Given records
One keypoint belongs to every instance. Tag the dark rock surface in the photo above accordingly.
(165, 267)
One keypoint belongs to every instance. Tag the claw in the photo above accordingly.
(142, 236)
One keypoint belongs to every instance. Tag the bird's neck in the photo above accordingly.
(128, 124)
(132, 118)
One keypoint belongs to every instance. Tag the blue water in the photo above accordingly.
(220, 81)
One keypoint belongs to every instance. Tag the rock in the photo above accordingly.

Problem to work on
Start at the line containing "One keypoint belongs to every instance. Tag the bird's". Repeat it and each line after it, word for word, to the end of the records.

Completed exercise
One keypoint belongs to every instance. Tag the bird's neck in the photo above accordingly.
(128, 124)
(132, 118)
One keypoint belongs to every instance. Tag the blue water in the photo above accordingly.
(220, 81)
One keypoint belongs to every instance. Tag the rock in the photo above accordingly.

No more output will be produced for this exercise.